• _EXERCISE TEXT_:
BEGIN
These past Two Years

I feel like during these past two years I have done the most growing that I will ever do in my entire life. Through becoming more independent, trying to identify what I want from life being my goals now and trying to unravel the mysterious individual of whom I call me. The bumps, bruises and scratches that I have gotten from this journey will remain with me mentally and physically and I just hope I remember not to make the same mistakes in the future. Always remembering positivity is the key.

What I have realised firstly is that some friendships have to be broken down for you to be happy. Yes, my friends are the most important people to me, some are extremely more important than others. I didn’t realise this until last year when my fight with depression, anger and anxiety reached its breaking point when my father was diagnosed with a brain tumour. As a 17 year old HSC student I was honestly broken. I would sit away from my friends, cry in the bathrooms always saying woe is me. My lowest point was attempting to end my life when one mate helped me through this excruciatingly painful time, and I will always thank him for this. He would always be there for me whenever I needed to talk to someone about how I was feeling and how I could better myself. It helped it did. But in the end it damaged me beyond belief. I would rely on this individual too much. Everytime I would drink I would fall back on him with my problems, I resorted to alcohol to calm my nerves with all of my stresses and anxieties which just made the relationship between us worse. In the end, I’d said to much to him and I didn’t know how to explain myself. The feeling of regret when you open up to much to someone you thought you were close with is excruciating which is why I can’t ever do that again. It’s hard as well, I am an emotional person, and I know that which is kind of ironic in a way. I make myself cry. As our friendship mended and grew however I started to become happier and not rely on him as much as I struggled. Finding the balance between asking and not asking for help. What I realised is that I cannot feel this bonded to someone, so much so that I lose my mind over them and become someone of which I am not. Discovering this was honestly the hardest thing that I have had to overcome this year. The thing that was the catalyst to this was my mate getting a girlfriend. Yes I am jealous that he is spending more time with her, yes I am upset. Because now I’ve realised that I don’t need someone to help me to be happy. I just need to remember that myself.

From this I can move onto better things, I can better myself instead of staying tied down to my mates all the time fighting for their attention and acceptance. My goals are what drive me now. Goals for the second half of 2016? Throughout this year and practically my whole life I have been inspired to make a channel on YouTube, to make content that people will enjoy. Now, after a month I have 450 lovely subscribers of which I have worked so hard for and I hope their is more to come. Instead of pouring my efforts into others I am starting to make myself happy with hobbies which excite me for the future. Being this person who creates content is what I have always wanted to aspire to be like. I can’t explain why, but it just is. I also would like to be able to say at the end of this semester that I haven’t screwed myself like I did in the past with studying and school work (I know nothing’s going to change I just wanted to say it for dramatic effect).

So basically what I have realised is that I need to be me to be happy. And I’m so glad that I know that now.
END
• _TO DO_: From the reflection "These past Two Years," quote the passage starting with "These past Two Years" and going on through "is the key.". The records aren't needed for any of the work here.

[Image-grounded pointing data]
BEGIN
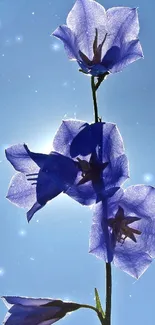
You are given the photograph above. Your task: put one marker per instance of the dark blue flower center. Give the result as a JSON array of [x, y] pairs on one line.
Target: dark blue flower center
[[32, 178], [97, 50], [120, 227]]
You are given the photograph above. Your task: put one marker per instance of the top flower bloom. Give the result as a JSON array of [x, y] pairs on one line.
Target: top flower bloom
[[88, 164], [101, 41], [123, 229]]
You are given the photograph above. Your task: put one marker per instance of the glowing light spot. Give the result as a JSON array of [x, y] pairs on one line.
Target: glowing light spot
[[55, 47], [2, 271], [22, 233], [19, 39]]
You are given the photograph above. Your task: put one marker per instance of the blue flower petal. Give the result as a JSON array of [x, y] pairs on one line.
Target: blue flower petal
[[21, 192], [117, 59], [100, 243], [67, 131], [36, 207], [123, 25], [26, 311], [58, 175], [131, 261], [85, 17], [25, 301], [132, 257], [23, 160]]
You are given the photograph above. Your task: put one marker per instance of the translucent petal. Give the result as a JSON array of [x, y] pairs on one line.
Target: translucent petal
[[65, 135], [123, 25], [85, 17]]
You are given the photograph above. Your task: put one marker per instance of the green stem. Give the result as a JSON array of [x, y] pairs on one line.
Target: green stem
[[93, 87], [96, 310], [108, 293]]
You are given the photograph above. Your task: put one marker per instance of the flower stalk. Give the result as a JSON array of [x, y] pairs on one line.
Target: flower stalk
[[108, 294]]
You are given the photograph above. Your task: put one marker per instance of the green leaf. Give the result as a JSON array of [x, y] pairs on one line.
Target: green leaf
[[98, 303]]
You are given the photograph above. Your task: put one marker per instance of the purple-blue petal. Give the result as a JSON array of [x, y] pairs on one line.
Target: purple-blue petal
[[25, 301], [123, 26], [132, 257], [131, 261], [23, 160], [36, 207], [100, 243], [85, 17], [117, 59]]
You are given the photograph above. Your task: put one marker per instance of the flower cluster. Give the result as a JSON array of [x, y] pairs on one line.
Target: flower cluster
[[26, 311]]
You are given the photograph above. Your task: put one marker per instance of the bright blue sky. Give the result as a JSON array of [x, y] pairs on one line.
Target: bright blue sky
[[38, 88]]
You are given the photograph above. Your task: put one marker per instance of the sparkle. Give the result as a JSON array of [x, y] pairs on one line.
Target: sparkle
[[19, 38], [120, 227], [2, 271], [65, 84], [55, 47]]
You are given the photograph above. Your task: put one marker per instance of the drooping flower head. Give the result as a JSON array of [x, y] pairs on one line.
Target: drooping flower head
[[40, 177], [26, 311], [123, 229], [101, 41], [88, 164]]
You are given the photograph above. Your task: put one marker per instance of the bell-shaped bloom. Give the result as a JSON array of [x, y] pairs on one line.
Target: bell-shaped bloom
[[26, 311], [40, 177], [123, 229], [98, 152], [101, 41]]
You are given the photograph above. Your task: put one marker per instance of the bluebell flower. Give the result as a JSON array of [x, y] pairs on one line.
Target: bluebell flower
[[26, 311], [40, 177], [123, 229], [101, 41], [98, 151]]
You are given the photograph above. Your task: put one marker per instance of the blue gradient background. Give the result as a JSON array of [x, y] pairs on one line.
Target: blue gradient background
[[38, 88]]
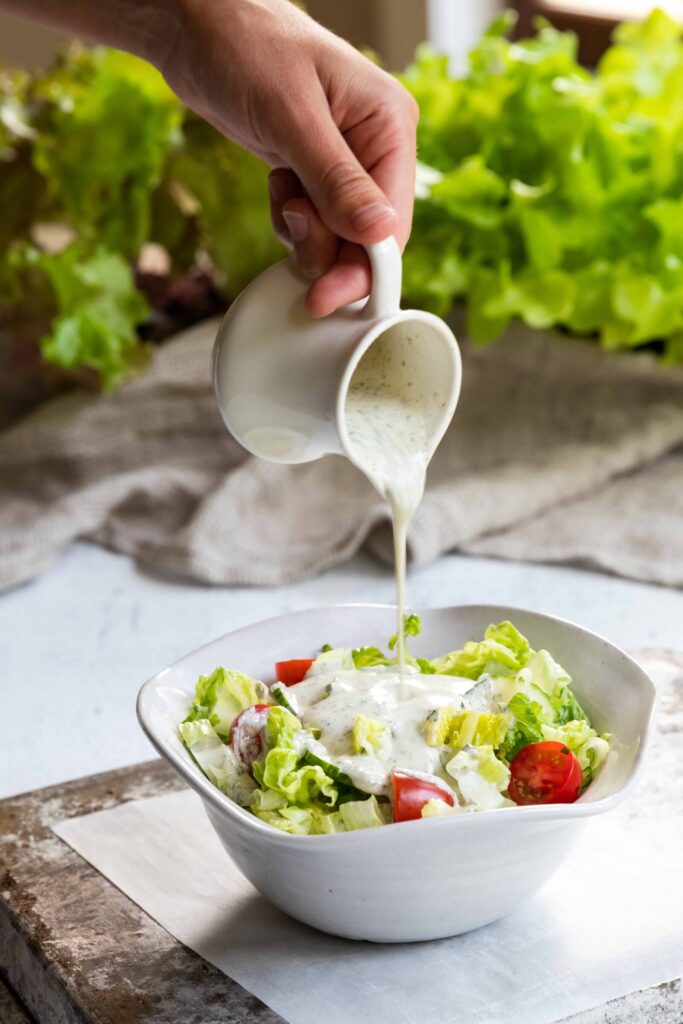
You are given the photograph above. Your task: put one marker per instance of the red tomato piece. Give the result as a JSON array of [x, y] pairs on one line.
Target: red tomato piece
[[545, 773], [247, 733], [411, 793], [293, 671]]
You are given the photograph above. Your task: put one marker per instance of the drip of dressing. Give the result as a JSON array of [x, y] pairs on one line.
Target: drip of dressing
[[387, 427]]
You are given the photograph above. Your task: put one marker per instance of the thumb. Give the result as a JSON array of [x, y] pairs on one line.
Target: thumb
[[349, 203]]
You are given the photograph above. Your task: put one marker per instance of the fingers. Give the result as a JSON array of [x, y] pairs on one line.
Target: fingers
[[347, 281], [297, 224], [314, 245], [347, 199], [283, 185]]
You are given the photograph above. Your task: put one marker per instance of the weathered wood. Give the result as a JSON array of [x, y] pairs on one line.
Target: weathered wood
[[75, 948], [10, 1011], [78, 951]]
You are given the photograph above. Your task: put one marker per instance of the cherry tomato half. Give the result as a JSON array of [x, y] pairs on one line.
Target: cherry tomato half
[[412, 793], [293, 671], [247, 733], [545, 773]]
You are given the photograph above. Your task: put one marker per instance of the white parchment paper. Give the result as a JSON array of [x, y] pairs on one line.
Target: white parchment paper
[[609, 923]]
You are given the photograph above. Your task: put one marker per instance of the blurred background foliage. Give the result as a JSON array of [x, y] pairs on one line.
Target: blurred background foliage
[[545, 192]]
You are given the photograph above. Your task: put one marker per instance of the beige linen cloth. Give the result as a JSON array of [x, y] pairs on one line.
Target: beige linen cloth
[[557, 453]]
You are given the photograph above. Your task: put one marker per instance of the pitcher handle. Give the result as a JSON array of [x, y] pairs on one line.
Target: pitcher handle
[[386, 265]]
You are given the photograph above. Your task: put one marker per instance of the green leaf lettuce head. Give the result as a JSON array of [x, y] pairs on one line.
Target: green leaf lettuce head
[[97, 308], [552, 194]]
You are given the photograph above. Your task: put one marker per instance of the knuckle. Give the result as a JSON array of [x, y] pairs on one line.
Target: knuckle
[[343, 183]]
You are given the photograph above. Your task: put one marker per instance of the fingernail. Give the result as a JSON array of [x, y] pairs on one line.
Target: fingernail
[[297, 224], [369, 215], [278, 187]]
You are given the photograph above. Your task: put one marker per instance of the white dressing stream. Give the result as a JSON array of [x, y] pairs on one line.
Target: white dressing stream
[[387, 422]]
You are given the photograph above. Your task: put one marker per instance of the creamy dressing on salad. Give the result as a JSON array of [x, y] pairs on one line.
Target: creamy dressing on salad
[[331, 701], [387, 426]]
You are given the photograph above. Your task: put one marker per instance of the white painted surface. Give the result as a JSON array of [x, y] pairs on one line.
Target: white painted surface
[[76, 644], [455, 26]]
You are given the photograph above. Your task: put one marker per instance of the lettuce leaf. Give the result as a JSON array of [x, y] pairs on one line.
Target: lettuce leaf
[[552, 194], [299, 782], [223, 694], [481, 777], [217, 761], [502, 650], [361, 814]]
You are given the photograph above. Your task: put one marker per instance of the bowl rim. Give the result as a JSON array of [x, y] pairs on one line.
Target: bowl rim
[[193, 775]]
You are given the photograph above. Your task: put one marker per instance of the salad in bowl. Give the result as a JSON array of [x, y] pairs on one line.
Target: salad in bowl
[[347, 740]]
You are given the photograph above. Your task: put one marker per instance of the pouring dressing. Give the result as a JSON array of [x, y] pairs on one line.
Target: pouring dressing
[[371, 381]]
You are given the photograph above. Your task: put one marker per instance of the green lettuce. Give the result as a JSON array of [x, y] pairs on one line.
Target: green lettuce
[[481, 777], [223, 694], [299, 782], [361, 814], [217, 761], [502, 650], [461, 728], [553, 194]]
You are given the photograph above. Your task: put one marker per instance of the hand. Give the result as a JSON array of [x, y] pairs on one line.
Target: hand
[[339, 131]]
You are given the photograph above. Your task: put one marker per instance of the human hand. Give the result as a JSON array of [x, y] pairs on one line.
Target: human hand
[[339, 131]]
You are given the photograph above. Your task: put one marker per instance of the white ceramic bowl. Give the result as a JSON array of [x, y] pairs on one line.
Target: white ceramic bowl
[[417, 880]]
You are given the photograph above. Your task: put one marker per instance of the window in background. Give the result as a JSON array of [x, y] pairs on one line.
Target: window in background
[[593, 20], [454, 28]]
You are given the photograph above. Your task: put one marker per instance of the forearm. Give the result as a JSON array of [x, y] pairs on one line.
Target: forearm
[[146, 28]]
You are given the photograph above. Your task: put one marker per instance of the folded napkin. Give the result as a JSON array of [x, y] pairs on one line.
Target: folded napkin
[[558, 452]]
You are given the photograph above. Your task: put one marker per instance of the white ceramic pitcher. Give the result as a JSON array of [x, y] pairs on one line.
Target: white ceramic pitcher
[[282, 376]]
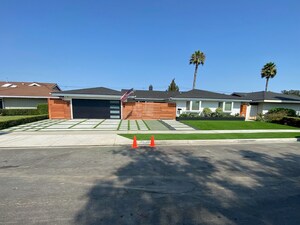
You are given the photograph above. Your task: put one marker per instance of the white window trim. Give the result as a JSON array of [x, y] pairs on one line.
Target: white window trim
[[227, 110]]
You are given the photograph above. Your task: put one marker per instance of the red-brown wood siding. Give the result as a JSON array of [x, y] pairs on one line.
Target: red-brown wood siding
[[148, 110]]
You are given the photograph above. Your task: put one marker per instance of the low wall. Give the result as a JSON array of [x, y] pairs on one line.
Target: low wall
[[148, 110], [59, 109]]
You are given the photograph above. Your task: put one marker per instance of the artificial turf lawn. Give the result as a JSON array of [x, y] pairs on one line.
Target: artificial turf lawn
[[6, 118], [233, 125], [212, 136]]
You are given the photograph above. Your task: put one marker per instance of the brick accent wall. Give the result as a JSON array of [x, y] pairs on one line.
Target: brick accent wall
[[243, 110], [148, 110], [59, 109]]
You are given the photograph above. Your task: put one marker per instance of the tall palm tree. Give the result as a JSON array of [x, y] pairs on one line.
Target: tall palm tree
[[268, 71], [197, 58]]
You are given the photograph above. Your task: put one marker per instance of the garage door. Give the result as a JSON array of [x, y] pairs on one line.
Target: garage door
[[95, 109]]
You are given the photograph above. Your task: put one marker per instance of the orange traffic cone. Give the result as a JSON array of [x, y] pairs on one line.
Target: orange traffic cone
[[134, 144], [152, 143]]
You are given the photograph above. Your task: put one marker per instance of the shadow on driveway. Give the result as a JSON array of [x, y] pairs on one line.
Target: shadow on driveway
[[155, 188]]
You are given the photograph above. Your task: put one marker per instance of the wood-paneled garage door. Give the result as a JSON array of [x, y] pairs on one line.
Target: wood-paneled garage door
[[95, 109]]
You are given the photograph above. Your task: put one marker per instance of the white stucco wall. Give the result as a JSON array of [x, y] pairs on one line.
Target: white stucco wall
[[266, 106], [236, 108], [212, 105], [22, 103]]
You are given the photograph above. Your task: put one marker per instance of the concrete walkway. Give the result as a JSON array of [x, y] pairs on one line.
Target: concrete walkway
[[176, 125], [54, 139], [84, 138]]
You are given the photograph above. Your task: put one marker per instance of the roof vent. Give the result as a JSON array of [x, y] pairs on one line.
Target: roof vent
[[34, 84], [6, 85]]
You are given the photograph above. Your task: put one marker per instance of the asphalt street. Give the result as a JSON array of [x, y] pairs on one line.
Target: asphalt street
[[222, 184]]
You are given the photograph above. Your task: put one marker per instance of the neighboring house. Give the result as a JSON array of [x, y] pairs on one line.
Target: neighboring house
[[195, 101], [262, 102], [105, 103], [25, 95]]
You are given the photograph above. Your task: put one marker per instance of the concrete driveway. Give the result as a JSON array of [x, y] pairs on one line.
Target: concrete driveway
[[100, 125], [239, 184]]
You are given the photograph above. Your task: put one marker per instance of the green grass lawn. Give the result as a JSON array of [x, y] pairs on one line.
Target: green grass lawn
[[6, 118], [233, 125], [212, 136]]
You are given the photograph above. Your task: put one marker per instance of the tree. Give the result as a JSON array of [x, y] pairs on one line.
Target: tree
[[268, 71], [197, 58], [291, 92], [173, 86]]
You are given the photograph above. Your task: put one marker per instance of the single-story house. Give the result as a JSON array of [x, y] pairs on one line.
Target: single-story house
[[262, 102], [90, 103], [105, 103], [194, 101], [25, 95]]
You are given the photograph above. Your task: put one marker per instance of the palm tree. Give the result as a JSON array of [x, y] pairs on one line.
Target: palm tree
[[197, 58], [268, 71]]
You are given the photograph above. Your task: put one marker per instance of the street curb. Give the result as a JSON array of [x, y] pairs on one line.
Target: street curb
[[220, 141]]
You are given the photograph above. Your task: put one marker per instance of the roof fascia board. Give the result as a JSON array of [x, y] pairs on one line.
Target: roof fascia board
[[9, 96], [281, 101], [87, 96], [211, 99]]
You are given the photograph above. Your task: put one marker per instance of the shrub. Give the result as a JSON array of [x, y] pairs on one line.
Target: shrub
[[275, 117], [260, 117], [206, 112], [183, 115], [218, 113], [19, 112], [42, 108], [291, 121], [11, 123], [289, 112]]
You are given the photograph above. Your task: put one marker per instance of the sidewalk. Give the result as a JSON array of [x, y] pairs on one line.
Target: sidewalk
[[61, 139], [97, 138]]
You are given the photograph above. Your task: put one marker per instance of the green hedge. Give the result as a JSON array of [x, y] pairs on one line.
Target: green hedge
[[11, 123], [19, 112], [291, 121], [41, 109], [288, 112]]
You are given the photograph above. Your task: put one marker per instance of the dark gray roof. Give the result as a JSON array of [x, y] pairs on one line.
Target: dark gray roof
[[90, 91], [195, 93], [262, 95], [152, 95]]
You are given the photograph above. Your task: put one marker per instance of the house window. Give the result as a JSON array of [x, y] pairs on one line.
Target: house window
[[188, 105], [195, 105], [227, 106]]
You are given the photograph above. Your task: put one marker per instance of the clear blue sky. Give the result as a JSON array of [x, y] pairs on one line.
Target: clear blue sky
[[135, 43]]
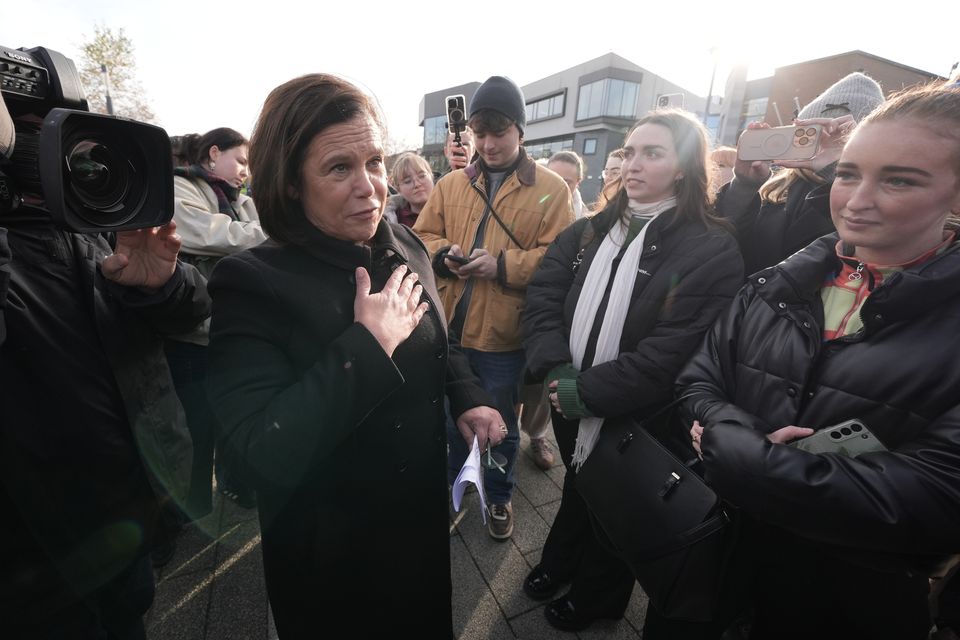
END
• _REPLY_:
These past Two Years

I feel like during these past two years I have done the most growing that I will ever do in my entire life. Through becoming more independent, trying to identify what I want from life being my goals now and trying to unravel the mysterious individual of whom I call me. The bumps, bruises and scratches that I have gotten from this journey will remain with me mentally and physically and I just hope I remember not to make the same mistakes in the future. Always remembering positivity is the key.